[Data to process]:
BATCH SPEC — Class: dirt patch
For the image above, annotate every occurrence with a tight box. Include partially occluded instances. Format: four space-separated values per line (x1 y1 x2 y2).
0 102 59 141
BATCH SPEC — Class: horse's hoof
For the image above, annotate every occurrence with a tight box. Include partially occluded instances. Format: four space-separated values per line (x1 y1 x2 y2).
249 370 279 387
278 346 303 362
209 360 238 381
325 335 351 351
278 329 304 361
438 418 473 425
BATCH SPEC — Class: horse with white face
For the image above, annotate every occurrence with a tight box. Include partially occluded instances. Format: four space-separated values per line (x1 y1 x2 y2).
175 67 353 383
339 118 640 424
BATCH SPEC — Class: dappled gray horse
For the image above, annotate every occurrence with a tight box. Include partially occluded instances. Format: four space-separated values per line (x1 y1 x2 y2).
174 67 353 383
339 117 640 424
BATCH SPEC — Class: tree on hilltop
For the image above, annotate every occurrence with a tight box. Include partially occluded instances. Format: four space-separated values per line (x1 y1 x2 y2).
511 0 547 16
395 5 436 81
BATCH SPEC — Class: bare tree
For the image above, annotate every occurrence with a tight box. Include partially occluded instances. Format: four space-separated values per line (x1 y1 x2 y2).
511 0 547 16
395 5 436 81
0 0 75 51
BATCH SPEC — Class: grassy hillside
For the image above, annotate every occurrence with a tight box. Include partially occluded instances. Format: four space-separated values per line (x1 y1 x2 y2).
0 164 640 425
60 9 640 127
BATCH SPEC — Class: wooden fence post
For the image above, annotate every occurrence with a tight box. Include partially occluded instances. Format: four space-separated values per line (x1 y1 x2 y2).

[Job]: Render the rows from the very beginning through the line containing "0 102 59 141", both ends included, as a JSON list of strings with one string per line and no blank lines.

[Written response]:
[
  "BATCH SPEC — Class: dirt patch",
  "For the image above, annotate every occurrence with a tight box. Include partially occluded instances. Format: four space-separated values per line (x1 y1 x2 y2).",
  "0 102 59 141"
]